#### INPUT
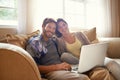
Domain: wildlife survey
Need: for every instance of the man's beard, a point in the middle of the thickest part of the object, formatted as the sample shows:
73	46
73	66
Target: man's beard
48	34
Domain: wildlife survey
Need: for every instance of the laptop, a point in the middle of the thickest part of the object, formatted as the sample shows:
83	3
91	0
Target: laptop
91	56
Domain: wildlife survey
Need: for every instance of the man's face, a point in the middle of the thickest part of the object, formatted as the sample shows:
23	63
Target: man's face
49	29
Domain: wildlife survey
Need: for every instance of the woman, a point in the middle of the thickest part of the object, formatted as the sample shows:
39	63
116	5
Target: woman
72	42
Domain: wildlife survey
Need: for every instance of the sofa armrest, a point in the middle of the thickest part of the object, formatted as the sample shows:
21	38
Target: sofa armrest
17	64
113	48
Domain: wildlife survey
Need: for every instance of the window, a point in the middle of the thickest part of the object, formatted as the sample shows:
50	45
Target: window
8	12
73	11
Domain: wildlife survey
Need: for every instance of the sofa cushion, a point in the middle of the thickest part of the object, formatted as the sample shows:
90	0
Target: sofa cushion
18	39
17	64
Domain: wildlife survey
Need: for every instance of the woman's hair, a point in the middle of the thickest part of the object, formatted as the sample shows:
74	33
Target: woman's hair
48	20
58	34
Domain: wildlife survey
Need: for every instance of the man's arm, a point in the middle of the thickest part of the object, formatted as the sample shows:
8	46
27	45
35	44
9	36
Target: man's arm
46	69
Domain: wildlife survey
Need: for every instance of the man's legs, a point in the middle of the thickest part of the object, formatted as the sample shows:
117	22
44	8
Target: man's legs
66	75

---

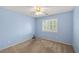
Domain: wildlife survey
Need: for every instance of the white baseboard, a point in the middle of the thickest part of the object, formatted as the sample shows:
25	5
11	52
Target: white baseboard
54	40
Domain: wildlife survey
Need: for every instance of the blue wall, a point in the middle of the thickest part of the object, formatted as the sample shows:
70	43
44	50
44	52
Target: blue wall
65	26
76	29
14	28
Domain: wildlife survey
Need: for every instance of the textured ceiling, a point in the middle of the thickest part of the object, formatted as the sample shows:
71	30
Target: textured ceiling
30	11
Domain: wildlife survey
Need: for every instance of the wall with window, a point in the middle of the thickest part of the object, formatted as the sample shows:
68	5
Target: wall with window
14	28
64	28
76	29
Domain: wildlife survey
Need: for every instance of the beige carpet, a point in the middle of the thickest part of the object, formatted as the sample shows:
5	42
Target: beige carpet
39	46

#### EXERCISE DETAILS
Count the lines in the entries above that contain the string "blue", treating case as significant, and reply with the number only.

#### RESPONSE FOR THIS EXERCISE
2